Find the line containing "Where can the grassy mound". Return it and every line after it, unchanged, up to and including the last line.

***** Task input

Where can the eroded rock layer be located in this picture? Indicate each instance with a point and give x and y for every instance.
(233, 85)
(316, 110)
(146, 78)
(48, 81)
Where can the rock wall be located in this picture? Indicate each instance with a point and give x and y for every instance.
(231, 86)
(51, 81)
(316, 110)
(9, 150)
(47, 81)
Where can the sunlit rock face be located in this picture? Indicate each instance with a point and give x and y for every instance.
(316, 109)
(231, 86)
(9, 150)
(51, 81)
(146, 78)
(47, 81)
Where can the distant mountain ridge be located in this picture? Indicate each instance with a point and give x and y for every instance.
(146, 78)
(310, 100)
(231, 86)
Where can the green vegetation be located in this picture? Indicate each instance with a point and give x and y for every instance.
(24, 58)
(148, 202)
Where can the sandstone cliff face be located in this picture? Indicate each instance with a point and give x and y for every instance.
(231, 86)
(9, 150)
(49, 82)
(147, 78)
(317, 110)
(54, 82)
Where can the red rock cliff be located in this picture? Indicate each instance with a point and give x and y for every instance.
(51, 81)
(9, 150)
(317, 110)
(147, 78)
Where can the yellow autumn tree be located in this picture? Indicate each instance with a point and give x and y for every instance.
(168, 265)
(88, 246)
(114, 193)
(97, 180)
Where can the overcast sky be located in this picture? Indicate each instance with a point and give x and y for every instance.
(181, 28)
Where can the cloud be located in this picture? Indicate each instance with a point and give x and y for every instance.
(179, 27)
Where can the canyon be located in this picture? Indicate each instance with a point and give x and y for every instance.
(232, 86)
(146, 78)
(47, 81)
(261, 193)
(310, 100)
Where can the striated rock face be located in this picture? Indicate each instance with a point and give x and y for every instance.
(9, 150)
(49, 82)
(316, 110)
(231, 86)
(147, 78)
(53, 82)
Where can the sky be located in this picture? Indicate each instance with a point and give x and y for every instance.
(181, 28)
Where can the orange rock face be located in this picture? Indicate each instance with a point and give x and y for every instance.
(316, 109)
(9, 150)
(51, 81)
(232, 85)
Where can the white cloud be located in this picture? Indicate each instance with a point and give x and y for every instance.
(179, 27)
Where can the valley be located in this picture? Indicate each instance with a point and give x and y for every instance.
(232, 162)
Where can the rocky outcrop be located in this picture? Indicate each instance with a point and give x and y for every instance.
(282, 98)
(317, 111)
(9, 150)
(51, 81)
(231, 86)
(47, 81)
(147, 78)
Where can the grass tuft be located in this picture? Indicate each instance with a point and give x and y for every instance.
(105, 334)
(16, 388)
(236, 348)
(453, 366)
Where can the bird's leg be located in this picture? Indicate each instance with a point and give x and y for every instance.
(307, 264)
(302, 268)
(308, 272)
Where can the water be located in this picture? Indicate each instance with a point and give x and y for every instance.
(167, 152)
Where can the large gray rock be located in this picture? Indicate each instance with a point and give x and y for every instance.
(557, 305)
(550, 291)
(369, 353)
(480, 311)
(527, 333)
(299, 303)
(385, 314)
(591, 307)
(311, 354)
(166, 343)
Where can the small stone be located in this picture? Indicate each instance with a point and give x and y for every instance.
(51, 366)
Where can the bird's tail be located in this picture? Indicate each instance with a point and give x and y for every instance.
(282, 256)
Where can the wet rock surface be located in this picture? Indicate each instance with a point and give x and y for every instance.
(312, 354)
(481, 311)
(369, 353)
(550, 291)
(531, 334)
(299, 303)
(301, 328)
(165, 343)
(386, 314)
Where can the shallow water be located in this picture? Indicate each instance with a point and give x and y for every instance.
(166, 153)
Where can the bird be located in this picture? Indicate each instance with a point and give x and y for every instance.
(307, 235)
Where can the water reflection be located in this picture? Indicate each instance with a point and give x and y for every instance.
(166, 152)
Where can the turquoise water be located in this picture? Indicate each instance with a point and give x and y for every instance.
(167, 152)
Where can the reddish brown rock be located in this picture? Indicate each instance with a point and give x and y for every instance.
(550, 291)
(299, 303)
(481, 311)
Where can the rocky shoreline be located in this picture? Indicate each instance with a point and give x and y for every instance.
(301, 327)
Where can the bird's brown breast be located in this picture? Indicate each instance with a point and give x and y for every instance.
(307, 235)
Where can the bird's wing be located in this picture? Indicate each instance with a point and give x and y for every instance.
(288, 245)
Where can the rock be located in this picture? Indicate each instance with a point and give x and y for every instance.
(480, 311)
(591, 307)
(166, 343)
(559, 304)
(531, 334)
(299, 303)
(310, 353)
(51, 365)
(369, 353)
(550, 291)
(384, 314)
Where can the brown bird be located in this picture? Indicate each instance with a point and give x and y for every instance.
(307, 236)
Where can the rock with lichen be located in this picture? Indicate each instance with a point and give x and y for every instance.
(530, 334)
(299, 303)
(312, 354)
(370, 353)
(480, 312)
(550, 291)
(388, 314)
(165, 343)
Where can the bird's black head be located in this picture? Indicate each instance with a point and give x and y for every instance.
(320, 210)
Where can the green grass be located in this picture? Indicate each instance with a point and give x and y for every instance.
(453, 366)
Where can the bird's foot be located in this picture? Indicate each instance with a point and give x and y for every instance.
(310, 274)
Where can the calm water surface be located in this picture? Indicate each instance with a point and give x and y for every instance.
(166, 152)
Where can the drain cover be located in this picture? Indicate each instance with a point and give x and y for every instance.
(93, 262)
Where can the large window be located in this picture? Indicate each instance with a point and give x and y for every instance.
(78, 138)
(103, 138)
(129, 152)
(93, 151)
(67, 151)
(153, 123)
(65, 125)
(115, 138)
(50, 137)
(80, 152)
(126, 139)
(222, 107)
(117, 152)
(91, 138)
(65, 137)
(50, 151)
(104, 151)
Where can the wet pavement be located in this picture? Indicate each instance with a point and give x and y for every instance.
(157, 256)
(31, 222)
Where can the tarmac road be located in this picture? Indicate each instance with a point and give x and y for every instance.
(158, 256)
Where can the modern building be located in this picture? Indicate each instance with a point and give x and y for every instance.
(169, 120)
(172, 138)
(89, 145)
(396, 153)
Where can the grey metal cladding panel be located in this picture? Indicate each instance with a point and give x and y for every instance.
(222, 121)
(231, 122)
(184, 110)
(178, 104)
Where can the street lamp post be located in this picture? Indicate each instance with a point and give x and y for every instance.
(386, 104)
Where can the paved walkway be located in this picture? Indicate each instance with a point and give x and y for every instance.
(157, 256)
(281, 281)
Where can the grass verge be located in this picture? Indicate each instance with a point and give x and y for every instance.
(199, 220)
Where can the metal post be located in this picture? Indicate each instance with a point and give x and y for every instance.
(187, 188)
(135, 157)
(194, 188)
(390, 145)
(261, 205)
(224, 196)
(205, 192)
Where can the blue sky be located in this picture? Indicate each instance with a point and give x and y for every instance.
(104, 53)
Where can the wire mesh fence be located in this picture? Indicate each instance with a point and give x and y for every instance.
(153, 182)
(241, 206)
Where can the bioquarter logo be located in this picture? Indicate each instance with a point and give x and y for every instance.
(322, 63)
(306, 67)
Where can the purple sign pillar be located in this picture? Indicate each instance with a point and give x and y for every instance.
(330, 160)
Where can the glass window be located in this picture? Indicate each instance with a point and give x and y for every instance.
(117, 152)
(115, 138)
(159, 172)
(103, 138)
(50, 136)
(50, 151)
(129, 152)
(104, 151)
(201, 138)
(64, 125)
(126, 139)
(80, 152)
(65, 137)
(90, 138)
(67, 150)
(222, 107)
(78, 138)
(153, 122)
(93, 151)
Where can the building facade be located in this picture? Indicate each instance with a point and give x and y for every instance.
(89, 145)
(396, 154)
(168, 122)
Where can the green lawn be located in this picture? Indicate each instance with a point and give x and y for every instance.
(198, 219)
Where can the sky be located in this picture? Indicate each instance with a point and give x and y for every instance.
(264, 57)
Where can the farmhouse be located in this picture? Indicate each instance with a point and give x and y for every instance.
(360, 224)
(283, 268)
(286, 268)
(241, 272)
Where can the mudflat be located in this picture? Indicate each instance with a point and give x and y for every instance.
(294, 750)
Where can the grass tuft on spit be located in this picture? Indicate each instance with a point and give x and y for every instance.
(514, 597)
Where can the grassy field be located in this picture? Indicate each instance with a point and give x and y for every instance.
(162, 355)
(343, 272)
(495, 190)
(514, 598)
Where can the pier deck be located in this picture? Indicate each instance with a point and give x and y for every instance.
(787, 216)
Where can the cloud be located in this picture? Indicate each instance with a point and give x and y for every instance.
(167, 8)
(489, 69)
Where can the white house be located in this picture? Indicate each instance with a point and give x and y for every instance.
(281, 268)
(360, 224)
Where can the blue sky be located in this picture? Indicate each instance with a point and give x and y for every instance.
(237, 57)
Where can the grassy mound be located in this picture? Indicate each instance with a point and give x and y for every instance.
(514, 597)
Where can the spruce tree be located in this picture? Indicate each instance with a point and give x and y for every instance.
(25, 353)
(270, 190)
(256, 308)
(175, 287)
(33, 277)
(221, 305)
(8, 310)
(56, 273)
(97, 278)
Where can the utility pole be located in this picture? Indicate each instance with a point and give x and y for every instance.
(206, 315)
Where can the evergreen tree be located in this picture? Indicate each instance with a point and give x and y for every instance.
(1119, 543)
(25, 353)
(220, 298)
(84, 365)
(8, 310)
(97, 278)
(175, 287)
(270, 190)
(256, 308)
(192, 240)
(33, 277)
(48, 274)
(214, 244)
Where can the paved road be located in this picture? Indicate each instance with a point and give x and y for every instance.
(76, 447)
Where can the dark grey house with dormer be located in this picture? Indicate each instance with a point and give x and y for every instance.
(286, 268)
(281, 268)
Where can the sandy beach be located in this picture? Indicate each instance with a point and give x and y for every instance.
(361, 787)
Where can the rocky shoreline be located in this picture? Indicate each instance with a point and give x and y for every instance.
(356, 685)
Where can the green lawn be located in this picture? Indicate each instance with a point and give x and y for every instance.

**********

◆ Full answer
Where can the grassy mound be located in this picture? Indicate each instance with a point and give x and y for every instance.
(514, 597)
Where can the spruce tree be located in this picture? Indicate each instance with a point and give x and y for every instance.
(25, 353)
(270, 190)
(256, 308)
(175, 287)
(33, 277)
(221, 305)
(8, 310)
(56, 273)
(97, 278)
Where can the utility pole be located in this picture? Indicate each instance with a point and give x and y for every instance.
(206, 315)
Where can the evergreen tree be located in this picture? Indicate each instance with a point and give x and y for every instance.
(1119, 543)
(25, 353)
(220, 298)
(84, 365)
(8, 310)
(97, 278)
(175, 287)
(270, 190)
(256, 308)
(192, 240)
(33, 277)
(48, 274)
(214, 244)
Where can the paved road be located in this picture? Indicate each instance with a point and give x and y for every instance.
(76, 447)
Where can the dark grey house with dormer be located in this picture? Indicate each instance with a point and give x and y for every instance.
(286, 268)
(281, 268)
Where can the sandy beach be located in this picture? Indicate each instance with a point and give x and y for every instance.
(361, 787)
Where can the rocky shoreline be located in this picture? Indicate each instance with a point and give x and y for every instance.
(356, 685)
Where can the green lawn be located in this picture? Indicate each instance with a point and give x and y for every instance.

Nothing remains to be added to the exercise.